## Reading passage
Start of Block
Efficient and durable gas diffusion electrode for proton exchange membrane fuel cell via in-situ growth of Pt nanowires on dual microporous layer

Abstract

Catalyst layer (CL) is the key factor of affecting the performance of proton exchange membrane fuel cells (PEMFCs). Herein, a facile and universal strategy is proposed to in situ grow Pt nanowires (Pt-NWs) on a dual microporous layer (MPL) as a novel CL for PEMFCs application. The dual MPL is composed of hydrophobic layer and hydrophilic layer, where the former facilitates mass transport and the latter favors the in-situ growth of Pt-NWs. During the whole preparation, only formic acid is used as reducing agent, no surfactants or templates are involved. The as-prepared Pt-NWs are uniformly grown on the surface of carbon particles to form a unique CL. The effect of dual MPL structure on PEMFCs performance is investigated, by which an optimal carbon powder content ratio (4:1) between hydrophobic layer and hydrophilic layer is determined. The single cell tests reveal that the Pt-specific power of the resultant MEA with 0.108 mg cm−2 Pt-NWs is up to 7.23 W mg−1, about twice higher than that for commercial Pt/C MEA with 0.2 mg cm−2 Pt loading. Furthermore, the resulted GDE shows enhanced durability compared to commercial one, indicating the good potential of in-situ prepared Pt-NWs electrode for practical PEMFC applications.
End of Block
## Aim of the exercise
Please state the only reducing agent used during preparation, according to the abstract on Pt nanowire fuel cell electrodes.

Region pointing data
Start of Block
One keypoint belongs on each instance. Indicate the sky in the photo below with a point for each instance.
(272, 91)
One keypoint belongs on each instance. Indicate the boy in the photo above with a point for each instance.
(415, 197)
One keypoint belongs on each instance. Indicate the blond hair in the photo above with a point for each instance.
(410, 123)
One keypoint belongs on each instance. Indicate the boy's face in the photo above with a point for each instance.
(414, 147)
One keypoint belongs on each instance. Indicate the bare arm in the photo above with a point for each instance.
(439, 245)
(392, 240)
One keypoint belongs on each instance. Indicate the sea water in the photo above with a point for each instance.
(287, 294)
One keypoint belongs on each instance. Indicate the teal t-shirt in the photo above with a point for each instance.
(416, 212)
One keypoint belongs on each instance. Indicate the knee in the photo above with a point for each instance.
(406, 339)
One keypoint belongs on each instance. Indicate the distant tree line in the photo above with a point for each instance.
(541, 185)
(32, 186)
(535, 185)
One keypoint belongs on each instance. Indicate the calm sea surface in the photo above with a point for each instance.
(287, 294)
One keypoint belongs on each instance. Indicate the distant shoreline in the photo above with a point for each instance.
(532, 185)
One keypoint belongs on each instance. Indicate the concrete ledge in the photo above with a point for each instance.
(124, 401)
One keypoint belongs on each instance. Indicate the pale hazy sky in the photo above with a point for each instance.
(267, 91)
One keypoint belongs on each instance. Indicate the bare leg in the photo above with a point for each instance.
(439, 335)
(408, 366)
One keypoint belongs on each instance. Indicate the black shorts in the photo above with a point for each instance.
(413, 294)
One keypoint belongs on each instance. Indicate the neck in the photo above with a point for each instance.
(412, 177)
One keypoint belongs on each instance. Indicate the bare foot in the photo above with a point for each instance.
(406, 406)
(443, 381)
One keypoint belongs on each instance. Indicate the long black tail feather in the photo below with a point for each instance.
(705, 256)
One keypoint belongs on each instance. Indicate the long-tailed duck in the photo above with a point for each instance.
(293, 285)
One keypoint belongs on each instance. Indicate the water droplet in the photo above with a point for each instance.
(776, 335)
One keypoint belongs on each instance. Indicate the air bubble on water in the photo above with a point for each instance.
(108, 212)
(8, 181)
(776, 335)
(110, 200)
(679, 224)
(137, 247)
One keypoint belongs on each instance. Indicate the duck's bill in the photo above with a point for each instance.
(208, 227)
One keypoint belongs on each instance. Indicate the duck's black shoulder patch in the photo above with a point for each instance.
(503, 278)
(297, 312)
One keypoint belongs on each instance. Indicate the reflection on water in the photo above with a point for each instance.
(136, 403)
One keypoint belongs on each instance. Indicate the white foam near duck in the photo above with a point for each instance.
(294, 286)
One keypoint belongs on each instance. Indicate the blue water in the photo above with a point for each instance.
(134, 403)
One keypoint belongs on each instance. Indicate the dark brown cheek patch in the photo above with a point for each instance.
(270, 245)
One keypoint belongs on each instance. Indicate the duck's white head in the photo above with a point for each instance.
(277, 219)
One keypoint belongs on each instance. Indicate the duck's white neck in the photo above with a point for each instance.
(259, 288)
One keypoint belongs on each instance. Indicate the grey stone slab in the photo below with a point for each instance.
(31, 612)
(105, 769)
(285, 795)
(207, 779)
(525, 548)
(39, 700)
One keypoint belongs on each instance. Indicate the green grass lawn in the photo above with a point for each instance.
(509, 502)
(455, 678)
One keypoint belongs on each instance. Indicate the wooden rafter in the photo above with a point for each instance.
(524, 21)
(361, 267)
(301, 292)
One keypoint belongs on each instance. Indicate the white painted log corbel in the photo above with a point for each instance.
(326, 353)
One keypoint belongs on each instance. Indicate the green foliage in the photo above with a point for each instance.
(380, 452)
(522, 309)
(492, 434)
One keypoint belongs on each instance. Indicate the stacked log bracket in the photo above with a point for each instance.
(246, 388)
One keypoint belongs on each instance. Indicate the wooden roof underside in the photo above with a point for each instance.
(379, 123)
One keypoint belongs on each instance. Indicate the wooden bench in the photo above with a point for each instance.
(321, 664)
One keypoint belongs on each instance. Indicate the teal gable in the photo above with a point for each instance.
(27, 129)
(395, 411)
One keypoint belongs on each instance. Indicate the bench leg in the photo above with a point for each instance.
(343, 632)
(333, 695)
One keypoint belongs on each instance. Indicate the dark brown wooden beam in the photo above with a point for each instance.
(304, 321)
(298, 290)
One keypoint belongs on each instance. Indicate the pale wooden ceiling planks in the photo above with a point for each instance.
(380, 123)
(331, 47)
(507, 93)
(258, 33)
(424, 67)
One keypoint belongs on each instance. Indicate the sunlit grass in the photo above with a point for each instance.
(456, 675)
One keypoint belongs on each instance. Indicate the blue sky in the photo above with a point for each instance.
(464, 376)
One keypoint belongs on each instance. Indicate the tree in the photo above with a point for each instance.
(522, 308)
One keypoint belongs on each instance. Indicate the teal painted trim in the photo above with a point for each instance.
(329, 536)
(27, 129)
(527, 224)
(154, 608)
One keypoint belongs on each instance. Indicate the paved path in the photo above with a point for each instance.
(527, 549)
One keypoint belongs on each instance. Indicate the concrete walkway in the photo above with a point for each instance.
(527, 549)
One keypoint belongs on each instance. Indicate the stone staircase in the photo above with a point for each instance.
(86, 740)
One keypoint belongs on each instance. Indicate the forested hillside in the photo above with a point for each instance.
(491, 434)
End of Block
## Answer to this problem
Formic acid.